Data records:
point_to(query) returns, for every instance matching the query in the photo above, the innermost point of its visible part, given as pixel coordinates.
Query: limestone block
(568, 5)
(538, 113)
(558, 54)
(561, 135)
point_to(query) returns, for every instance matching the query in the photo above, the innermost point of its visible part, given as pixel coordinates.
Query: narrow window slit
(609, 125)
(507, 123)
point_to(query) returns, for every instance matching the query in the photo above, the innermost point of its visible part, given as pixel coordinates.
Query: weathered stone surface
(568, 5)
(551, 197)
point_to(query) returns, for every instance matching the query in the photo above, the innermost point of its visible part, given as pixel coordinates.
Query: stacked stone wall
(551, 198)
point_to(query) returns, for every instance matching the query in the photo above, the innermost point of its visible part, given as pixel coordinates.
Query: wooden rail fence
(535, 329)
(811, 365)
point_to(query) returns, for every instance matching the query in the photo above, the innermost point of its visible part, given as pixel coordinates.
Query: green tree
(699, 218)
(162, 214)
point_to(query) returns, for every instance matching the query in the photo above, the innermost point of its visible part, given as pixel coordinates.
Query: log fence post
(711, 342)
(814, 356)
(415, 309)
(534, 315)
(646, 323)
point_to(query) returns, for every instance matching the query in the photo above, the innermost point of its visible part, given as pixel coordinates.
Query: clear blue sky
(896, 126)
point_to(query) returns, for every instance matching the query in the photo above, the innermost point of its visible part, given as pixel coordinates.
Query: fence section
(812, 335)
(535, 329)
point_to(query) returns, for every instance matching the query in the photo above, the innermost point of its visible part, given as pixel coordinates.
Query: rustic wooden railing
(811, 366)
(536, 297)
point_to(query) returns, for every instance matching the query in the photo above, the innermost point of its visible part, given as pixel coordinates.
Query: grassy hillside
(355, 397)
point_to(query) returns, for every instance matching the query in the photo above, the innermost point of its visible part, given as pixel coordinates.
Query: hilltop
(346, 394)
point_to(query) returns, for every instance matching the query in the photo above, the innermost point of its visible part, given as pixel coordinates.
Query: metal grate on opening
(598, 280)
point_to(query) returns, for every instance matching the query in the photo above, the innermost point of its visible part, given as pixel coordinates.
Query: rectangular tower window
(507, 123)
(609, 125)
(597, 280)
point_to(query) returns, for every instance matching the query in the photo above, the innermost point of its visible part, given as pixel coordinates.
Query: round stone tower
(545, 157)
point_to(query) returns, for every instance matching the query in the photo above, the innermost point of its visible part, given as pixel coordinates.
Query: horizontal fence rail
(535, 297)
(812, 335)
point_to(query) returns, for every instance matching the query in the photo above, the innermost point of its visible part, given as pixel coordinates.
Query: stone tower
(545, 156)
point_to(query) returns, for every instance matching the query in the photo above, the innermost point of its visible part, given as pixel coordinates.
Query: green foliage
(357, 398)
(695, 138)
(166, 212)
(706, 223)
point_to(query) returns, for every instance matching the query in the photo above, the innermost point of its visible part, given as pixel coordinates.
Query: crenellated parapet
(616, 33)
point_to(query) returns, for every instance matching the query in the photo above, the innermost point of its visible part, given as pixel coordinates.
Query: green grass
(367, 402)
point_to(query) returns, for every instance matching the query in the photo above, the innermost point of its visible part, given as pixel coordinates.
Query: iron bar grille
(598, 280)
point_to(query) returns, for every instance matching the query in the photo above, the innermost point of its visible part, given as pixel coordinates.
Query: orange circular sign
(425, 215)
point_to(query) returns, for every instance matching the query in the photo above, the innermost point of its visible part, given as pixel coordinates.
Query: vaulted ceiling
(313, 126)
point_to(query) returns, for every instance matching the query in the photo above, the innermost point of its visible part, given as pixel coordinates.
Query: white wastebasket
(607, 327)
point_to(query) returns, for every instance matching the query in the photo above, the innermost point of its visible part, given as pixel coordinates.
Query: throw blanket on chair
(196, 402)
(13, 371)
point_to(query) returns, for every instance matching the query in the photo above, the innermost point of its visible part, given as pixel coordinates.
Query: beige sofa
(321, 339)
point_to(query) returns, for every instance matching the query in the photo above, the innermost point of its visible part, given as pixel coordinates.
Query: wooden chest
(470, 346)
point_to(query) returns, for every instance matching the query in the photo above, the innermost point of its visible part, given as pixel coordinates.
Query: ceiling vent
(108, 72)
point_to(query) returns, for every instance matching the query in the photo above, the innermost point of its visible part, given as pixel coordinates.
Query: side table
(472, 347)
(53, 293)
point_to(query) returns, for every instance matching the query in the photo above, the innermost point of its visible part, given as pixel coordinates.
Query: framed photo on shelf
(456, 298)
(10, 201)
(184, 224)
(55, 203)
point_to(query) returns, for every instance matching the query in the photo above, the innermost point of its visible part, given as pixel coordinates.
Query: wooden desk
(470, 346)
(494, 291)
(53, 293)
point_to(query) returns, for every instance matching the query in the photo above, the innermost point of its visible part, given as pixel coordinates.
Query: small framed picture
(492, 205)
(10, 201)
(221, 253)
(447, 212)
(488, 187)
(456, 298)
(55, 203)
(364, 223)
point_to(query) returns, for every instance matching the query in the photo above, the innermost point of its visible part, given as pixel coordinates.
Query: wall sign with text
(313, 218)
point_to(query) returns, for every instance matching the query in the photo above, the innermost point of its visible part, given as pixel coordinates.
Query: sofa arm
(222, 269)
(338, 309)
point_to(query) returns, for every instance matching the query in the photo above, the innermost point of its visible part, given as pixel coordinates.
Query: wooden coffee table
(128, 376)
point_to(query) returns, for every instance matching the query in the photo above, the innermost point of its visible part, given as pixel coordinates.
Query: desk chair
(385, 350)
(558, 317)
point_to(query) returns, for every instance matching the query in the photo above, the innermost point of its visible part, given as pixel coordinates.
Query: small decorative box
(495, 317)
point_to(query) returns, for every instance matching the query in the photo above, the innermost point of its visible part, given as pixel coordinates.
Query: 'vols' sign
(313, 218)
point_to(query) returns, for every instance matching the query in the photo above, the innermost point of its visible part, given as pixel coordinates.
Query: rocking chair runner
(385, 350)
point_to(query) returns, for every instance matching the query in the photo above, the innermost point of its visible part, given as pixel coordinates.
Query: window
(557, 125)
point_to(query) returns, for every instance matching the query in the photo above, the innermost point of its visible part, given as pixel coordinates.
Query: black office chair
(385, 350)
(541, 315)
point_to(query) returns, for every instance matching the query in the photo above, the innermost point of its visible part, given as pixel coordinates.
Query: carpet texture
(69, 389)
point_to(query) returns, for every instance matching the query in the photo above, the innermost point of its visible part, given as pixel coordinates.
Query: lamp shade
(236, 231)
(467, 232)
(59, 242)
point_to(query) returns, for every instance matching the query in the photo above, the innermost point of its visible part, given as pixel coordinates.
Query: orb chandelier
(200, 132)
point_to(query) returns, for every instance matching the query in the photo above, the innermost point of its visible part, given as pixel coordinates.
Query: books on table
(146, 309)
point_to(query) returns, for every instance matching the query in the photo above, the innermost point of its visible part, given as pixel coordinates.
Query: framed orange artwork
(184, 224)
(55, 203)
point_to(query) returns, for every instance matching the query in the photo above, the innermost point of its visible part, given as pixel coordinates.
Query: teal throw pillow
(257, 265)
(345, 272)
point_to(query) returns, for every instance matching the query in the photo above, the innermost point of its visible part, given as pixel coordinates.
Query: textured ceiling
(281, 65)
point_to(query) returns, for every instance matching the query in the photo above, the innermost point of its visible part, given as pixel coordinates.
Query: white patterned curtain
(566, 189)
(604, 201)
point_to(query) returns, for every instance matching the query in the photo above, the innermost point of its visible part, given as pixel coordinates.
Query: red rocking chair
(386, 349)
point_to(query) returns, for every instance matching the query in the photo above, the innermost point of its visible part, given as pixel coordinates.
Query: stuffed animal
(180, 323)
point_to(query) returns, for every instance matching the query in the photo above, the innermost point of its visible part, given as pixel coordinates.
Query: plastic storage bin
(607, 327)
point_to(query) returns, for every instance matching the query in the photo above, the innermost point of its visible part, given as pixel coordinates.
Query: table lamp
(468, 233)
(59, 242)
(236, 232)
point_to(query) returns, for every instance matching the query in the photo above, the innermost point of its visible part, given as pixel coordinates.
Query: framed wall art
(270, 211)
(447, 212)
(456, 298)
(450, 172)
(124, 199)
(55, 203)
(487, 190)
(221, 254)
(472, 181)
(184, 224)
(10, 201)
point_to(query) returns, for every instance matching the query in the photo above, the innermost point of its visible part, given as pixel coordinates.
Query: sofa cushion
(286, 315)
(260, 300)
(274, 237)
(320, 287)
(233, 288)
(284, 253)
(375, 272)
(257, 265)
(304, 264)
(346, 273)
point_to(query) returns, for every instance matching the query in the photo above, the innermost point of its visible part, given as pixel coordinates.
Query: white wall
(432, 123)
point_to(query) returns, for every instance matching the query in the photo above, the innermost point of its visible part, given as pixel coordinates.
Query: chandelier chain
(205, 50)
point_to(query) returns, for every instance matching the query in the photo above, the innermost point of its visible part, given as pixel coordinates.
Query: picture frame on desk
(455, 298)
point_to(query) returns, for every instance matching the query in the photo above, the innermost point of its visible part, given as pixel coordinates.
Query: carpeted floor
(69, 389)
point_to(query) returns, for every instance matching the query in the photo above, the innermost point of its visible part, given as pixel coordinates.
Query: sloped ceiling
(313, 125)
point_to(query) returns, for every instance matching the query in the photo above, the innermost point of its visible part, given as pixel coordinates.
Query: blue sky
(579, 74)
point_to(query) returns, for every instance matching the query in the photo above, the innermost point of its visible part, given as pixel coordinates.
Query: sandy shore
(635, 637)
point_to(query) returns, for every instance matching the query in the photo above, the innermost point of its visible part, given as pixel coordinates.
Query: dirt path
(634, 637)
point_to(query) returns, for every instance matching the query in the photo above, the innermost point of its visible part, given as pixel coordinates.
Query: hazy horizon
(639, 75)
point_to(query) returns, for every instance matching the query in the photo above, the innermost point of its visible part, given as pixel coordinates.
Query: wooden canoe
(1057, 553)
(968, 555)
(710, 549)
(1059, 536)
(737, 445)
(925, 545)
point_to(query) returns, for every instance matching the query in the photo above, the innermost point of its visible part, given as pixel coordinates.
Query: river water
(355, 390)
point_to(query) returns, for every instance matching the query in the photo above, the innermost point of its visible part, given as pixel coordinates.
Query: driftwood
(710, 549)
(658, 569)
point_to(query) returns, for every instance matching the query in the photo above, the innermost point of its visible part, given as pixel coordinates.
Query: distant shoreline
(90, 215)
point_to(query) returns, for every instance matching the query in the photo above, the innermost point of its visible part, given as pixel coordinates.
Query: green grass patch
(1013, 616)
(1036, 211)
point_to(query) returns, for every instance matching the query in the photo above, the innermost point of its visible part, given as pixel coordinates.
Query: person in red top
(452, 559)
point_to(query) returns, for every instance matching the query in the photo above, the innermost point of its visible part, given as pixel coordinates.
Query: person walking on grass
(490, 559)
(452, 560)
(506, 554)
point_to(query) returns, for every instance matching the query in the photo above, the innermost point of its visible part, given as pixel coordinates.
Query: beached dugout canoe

Problem details:
Please show every line of the material above that contains the word "desk", treating uppercase and lowercase as different.

Solution:
Query: wooden desk
Query: desk chair
Query: picture frame on desk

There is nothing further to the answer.